┏━━
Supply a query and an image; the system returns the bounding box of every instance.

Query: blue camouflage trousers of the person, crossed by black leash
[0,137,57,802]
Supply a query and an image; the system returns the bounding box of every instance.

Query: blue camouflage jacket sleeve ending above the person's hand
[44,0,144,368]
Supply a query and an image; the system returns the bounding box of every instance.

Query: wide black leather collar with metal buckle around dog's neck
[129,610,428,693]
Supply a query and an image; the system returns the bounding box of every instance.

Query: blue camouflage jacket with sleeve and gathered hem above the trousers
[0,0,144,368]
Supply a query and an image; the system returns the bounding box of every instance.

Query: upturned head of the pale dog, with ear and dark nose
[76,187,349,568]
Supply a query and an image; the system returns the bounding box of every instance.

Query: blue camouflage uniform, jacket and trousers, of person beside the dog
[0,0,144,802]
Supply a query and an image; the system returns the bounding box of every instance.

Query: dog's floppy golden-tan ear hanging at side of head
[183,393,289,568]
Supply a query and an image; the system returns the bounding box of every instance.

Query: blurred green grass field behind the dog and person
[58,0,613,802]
┗━━
§ Description of the task
Each record above should be set down again in its exact wording.

§ Expected answer
Supply a query and an image; the system returns the bounding box of every instance.

Query: blue camouflage trousers of the person, crossed by black leash
[0,137,57,802]
Supply a query and an image; the system returns the bounding box of every instance.

Query: blue camouflage jacket sleeve ending above the person's hand
[44,0,144,368]
Supply a query and an image; the system returns the bounding box of every instance.

Query: wide black leather collar with metal buckle around dog's neck
[129,610,428,693]
Supply a query and an image; the system returns the bounding box of every instance.

Query: blue camouflage jacket with sleeve and gathered hem above the trousers
[0,0,144,368]
Supply a query and an image; the system returns the bounding box of every instance.

Query: upturned head of the pale dog, with ear and dark nose
[76,187,349,568]
Supply a query and an image; the system returns the bounding box of every instance.

Query: blue camouflage uniform, jacket and trousers, of person beside the dog
[0,0,144,802]
Supply a query and an image; the system returns the bounding box of every instance.

Query: dog's floppy golden-tan ear hanging at side of head
[183,393,289,568]
Supply a query and an image; the system returns the bounding box of every instance.

Query: blurred green grass field behind the dog and person
[58,0,613,802]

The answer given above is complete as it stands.